* DÉFI 1:
Pour chacune des affirmations suivantes, dites si elle concorde avec l'article sur le barrage de Jirau en répondant oui ou non, et citez à l'identique les mots de l'article qui tranchent.
(a) Le barrage de Jirau a été inauguré en décembre 2016.
(b) Emílio Odebrecht a formulé des accusations précises contre Dilma Rousseff.
(c) Odebrecht a obtenu le marché du barrage de Santo Antonio.
* DÉFI 2: Reprenez, s'il vous plaît, l'article sur le barrage de Jirau et poursuivez-le à partir de sa dernière phrase.

08.06.2017 • Corruption

Engie et son barrage de Jirau dans la tourmente du scandale « Lava Jato » au Brésil

Depuis des mois, le Brésil vit au rythme des révélations sur la corruption à l’échelle industrielle de ses dirigeants économiques et politiques. Après Dilma Rousseff, destituée brutalement il y a un an, c’est son successeur Michel Temer, lui-même accusé de corruption dans le cadre du scandale « Lava Jato », qui voit son sort se jouer cette semaine. Du côté des entreprises impliquées, après le groupe pétrolier Petrobras et les grandes entreprises de BTP brésiliennes, les regards se tournent vers les constructeurs de grands barrages hydroélectriques. Et notamment du côté d’Engie et de son barrage déjà très contesté de Jirau, dénoncés par le dirigeant d’une entreprise rivale.

Publié le 8 juin 2017 , par Olivier Petitjean

L’opération « Lava Jato » (« lavage de voiture »), cet immense scandale de corruption qui implique une grande partie du monde économique et politique brésilien, est-elle en train de rattraper Engie ? Lava Jato, c’est tout un système de prébendes versés par des entreprises à des hommes politiques en échange de contrats publics, à commencer par ceux passés par la firme pétrolière nationale Petrobras. Tous les principaux partis politiques du pays en auraient bénéficié à des degrés divers, et le PT de Lula et Dilma Rousseff, malgré la destitution de cette dernière, est très loin d’être seul en cause, bien au contraire.

Du côté des entreprises, ce sont les géants brésiliens du BTP - Odebrecht, Camargo Corrêa et autres - qui sont les plus impliquées. Mais selon les aveux recueillis par la justice dans le cadre de ses enquêtes, d’autres entreprises actives dans le secteur des grands barrages sont également potentiellement concernées. Le nom d’Engie et de son barrage très controversé de Jirau, inauguré en décembre 2016 et auquel l’Observatoire des multinationales avait consacré une longue enquête, est particulièrement cité.

Selon la presse brésilienne, Emílio Odebrecht, patron de l’entreprise du même nom, a avoué à la justice avoir fait pression sur le président Lula pour que son entreprise obtienne le marché du barrage de Jirau, mais se serait heurté au « favoritisme » de Dilma Rousseff, la future présidente de la République, envers Tractebel-Suez, filiale d’Engie. Le groupe français a finalement obtenu le marché, en déplaçant en toute impunité le site du barrage de plusieurs kilomètres par rapport à ce qui était prévu par les autorisations administratives.

Favoritisme de Dilma ?

« Aujourd’hui encore j’ai des difficultés pour comprendre les raisons qui ont amené Dilma Rousseff et son équipe à agir dans l’intérêt de Tractebel-Suez », a déclaré Emílio Odebrecht aux enquêteurs, sans formuler d’accusations précises au-delà de ces insinuations. Cet accusateur n’a évidemment rien d’objectif, puisqu’il représente le consortium rival malheureux d’Engie pour le marché de Jirau. Odebrecht a obtenu le marché du barrage voisin de Santo Antonio, et plusieurs batailles juridiques ont opposé les deux consortiums. Réagissant à ces révélations, Dilma Rousseff a déclaré être victime de « fuites sélectives ».

* DONNÉES FOURNIES:
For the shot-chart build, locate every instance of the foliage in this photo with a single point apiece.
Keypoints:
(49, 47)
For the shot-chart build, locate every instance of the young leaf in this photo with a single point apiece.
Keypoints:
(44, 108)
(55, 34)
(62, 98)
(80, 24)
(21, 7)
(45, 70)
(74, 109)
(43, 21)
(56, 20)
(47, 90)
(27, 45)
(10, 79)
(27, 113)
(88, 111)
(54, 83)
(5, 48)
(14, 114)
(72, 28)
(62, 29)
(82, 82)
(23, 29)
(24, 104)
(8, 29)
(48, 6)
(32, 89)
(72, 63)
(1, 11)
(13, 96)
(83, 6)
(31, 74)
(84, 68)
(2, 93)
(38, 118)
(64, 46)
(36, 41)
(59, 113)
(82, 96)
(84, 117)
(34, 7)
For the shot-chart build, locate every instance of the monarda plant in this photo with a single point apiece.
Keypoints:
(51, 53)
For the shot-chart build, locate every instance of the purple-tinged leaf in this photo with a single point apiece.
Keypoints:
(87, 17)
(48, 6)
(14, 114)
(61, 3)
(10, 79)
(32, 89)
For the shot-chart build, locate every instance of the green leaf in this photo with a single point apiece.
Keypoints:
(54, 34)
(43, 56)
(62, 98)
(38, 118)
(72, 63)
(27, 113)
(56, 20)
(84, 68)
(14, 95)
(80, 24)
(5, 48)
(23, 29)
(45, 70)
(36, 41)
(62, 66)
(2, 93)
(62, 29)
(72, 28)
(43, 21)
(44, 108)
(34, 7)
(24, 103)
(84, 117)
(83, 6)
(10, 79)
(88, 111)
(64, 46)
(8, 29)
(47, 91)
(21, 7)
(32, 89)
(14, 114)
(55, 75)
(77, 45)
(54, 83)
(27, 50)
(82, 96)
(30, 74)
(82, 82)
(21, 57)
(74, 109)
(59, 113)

* RÉPONSE 1:
(a) Oui : « inauguré en décembre 2016 ».
(b) Non : « sans formuler d’accusations précises au-delà de ces insinuations ».
(c) Oui : « Odebrecht a obtenu le marché du barrage voisin de Santo Antonio ».

* RÉPONSE 2:
Les données officielles du Tribunal supérieur électoral brésilien indiquent qu’Engie, via sa filiale Tractebel, a versé 1 million de réais au comité de campagne de Dilma Rousseff pour la campagne 2010 (plus de 450 000 euros alors), puis à nouveau 800 000 réais pour sa campagne de réélection en 2014 (environ 260 000 euros à l’époque). Des versements totalement légaux au Brésil. Engie a également financé les campagnes des rivaux de Dilma Rousseff, et inversement son concurrent Odebrecht a également versé de l’argent à tous les principaux candidats.

Environnement à risque

D’autres témoins, Marcelo Odebrecht et Henrique Valladares, ont notamment évoqué le versement de pots-de-vin à Aécio Neves, gouverneur du Minas Gerais et rival malheureux de Dilma Rousseff à l’élection de 2014, « pour s’assurer de la bienveillance du gouvernement fédéral sur les processus de Jirau et Santo Antonio ». Ils évoquent également d’autres versements de pots-de-vin de la part d’Odebrecht, y compris à des syndicalistes ou des leaders indigènes. C’est une autre entreprise de BTP, Camargo Corrêa, qui avait été chargée par Engie de la construction de Jirau.

La direction d’Engie, que nous avons contactée, n’a pas souhaité répondre à nos questions sur les allégations parues dans la presse brésilienne, ni sur les mesures qu’elle avait mises en place pour faire la lumière sur l’implication directe ou indirecte de l’entreprise dans des pratiques illicites par le passé et pour prévenir de tels abus à l’avenir. Pourtant, comme le montre aussi l’exemple d’une autre firme française, Alstom (lire nos articles ici et ), une entreprise qui choisit de participer activement à des grands projets d’infrastructure au Brésil se retrouve immanquablement immanquablement impliquée dans un système économique et politique où (abstraction faite même des problèmes politiques et environnementaux de ces projets) les risques de corruption sont réels.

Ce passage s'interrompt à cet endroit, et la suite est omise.